→ What is expected
Please give an exact transcription of the lines below, from the one that contains "panel? Mark that spot." to the very last, with no other lines.

Dataset extract section start

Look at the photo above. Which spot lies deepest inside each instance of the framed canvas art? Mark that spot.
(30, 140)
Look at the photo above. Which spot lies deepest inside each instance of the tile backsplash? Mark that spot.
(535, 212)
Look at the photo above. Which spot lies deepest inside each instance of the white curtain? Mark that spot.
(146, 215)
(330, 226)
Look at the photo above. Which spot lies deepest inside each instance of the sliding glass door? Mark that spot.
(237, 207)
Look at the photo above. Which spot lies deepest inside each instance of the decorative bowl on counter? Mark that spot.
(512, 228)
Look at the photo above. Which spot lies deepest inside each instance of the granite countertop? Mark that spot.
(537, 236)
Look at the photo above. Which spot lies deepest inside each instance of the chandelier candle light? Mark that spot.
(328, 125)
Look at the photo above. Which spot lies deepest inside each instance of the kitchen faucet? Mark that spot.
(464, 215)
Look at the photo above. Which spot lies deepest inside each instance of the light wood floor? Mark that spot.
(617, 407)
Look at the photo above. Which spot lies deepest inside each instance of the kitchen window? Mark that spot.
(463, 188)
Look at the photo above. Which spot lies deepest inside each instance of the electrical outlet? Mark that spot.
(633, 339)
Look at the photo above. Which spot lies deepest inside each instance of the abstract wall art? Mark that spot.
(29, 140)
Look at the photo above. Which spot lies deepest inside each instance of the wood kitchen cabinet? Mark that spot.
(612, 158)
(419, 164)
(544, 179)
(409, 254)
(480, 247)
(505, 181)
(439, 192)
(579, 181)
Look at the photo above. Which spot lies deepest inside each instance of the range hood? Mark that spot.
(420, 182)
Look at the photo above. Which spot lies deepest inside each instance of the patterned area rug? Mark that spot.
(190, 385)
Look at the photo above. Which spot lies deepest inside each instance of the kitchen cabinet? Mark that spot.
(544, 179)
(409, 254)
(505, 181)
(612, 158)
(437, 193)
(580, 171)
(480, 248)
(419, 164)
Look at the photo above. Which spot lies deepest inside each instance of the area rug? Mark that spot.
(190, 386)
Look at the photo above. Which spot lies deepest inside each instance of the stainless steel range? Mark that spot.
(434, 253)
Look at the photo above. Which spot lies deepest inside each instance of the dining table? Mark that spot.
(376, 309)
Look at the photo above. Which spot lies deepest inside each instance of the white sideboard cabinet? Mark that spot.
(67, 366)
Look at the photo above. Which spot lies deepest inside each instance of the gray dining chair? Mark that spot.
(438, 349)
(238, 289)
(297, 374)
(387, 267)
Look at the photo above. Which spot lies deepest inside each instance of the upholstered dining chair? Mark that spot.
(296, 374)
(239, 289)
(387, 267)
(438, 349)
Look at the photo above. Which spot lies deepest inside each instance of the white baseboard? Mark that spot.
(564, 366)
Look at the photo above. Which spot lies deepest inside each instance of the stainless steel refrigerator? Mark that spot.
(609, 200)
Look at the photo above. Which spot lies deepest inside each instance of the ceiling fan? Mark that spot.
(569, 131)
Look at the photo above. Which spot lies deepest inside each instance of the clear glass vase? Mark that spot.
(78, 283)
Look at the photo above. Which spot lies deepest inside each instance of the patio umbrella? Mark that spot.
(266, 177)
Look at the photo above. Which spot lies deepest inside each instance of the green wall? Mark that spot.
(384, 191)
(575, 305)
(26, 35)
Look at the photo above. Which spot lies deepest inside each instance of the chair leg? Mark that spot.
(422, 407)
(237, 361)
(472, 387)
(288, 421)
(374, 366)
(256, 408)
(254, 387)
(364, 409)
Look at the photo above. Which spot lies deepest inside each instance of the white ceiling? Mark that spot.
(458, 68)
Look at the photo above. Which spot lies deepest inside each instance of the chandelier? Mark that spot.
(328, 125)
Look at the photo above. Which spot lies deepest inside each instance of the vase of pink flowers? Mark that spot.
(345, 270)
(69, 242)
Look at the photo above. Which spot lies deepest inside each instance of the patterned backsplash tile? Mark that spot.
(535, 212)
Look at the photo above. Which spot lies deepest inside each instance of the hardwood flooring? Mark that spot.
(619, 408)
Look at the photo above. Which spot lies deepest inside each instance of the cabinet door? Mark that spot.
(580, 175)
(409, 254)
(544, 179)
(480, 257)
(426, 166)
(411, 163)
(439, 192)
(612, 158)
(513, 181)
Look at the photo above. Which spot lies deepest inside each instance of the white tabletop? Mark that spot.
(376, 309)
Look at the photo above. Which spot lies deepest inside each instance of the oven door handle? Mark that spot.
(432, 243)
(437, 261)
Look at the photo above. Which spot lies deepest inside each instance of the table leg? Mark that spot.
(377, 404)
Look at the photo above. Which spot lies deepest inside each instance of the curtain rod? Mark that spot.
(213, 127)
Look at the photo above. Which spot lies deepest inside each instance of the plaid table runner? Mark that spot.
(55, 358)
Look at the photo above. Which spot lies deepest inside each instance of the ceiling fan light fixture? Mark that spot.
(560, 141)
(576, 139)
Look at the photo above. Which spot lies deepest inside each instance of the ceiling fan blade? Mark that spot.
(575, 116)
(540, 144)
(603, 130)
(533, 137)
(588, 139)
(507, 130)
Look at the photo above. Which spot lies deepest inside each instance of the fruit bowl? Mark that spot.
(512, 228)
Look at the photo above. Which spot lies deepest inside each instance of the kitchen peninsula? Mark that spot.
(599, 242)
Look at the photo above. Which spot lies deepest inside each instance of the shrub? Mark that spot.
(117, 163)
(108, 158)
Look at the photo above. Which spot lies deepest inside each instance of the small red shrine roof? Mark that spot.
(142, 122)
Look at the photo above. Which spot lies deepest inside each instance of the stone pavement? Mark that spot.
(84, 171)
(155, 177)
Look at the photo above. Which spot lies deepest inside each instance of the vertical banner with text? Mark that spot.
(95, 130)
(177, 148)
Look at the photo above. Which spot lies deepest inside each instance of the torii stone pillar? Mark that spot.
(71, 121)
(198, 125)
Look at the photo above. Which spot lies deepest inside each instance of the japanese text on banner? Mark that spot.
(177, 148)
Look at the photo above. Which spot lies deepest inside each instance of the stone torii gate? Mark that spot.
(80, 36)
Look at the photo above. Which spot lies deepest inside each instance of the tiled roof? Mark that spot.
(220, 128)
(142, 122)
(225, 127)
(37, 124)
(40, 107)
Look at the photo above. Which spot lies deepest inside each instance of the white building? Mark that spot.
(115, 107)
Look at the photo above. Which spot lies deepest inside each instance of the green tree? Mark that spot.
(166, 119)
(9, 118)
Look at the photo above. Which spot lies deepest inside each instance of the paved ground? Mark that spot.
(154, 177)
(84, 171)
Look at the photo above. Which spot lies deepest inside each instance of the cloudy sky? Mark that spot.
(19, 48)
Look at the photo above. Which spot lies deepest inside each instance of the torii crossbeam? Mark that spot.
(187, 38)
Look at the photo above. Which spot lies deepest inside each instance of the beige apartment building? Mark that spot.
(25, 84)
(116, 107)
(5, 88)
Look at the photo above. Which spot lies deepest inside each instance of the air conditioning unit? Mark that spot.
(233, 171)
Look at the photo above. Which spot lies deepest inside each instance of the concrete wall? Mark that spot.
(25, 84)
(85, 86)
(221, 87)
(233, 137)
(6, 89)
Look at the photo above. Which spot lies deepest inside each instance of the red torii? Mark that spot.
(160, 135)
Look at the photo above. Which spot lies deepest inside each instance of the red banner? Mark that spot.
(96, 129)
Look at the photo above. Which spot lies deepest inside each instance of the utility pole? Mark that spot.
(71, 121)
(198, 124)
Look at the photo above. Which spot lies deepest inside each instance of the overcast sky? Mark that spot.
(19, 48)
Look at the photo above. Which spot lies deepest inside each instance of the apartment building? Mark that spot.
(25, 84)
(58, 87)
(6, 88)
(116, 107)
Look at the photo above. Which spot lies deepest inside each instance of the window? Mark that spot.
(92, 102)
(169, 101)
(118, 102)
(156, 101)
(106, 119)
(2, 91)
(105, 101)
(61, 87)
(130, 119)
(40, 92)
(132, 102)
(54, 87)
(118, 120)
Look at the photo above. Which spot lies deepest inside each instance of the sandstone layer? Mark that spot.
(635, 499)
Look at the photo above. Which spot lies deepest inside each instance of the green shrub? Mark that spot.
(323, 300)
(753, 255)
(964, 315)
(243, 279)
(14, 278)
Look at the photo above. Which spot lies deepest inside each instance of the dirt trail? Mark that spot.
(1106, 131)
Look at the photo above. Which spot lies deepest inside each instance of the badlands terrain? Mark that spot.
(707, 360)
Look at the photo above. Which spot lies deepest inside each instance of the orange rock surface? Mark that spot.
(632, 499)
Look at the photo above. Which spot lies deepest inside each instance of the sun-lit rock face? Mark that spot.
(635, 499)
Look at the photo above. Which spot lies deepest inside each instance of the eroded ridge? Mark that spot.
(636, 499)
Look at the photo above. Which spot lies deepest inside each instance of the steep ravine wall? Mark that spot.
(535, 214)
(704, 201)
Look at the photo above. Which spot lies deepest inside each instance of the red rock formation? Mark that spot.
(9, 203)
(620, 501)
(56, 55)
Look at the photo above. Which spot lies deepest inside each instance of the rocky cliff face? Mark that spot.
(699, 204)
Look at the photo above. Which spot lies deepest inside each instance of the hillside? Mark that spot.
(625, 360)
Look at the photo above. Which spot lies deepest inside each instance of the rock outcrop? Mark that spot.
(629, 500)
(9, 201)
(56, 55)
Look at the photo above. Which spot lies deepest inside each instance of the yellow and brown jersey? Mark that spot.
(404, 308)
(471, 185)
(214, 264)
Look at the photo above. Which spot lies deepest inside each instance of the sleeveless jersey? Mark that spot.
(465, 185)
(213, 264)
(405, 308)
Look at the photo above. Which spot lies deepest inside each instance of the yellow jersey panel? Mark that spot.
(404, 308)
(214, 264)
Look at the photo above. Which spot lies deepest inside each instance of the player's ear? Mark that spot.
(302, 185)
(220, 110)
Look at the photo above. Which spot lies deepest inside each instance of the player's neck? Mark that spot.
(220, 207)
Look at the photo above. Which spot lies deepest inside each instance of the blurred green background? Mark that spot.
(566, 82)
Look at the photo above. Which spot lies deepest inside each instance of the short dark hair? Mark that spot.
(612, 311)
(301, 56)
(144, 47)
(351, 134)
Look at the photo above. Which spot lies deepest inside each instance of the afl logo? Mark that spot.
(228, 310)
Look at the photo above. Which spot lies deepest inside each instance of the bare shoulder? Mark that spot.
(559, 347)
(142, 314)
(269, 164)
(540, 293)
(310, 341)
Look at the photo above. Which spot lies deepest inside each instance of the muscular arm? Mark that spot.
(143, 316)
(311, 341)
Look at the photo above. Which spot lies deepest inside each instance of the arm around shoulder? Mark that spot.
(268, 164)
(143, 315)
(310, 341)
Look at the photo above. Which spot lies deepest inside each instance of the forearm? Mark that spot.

Dataset extract section end

→ Response
Look at the photo above. Which spot lies deepest inside each instance of the yellow jersey panel? Mark that spot.
(404, 308)
(214, 264)
Look at the photo above. Which spot lies deepest inside each instance of the player's ear? Mark that spot.
(302, 185)
(220, 110)
Look at the photo above. Which spot lies deepest inside each instance of the player's neck? Mark that spot.
(220, 207)
Look at the photo above. Which spot lies deepest inside each instance of the blurred green background? Mark that spot.
(566, 82)
Look at the photo above. Which spot lies deepest inside each instance of the short dark hair? Mark that spot.
(612, 311)
(301, 56)
(144, 47)
(351, 134)
Look at the photo above. Which spot lies deepest inside each instance of the afl logo? Mark that spot.
(228, 310)
Look at the photo above. Which spot lies deepest inside each instance of the bare shoulder? Mark that spot.
(559, 347)
(142, 314)
(269, 164)
(540, 293)
(310, 341)
Look at the photo above. Which spot lies deepest inside each instance of the muscular arm? Mark that spot.
(143, 316)
(311, 341)
Look at the photo above. Which spot lies deepest inside each instance of the arm around shoulder? Mark that spot.
(268, 164)
(143, 315)
(310, 341)
Look at the photo above. Which spot lies deepest inside each instance of the forearm? Mark that spot.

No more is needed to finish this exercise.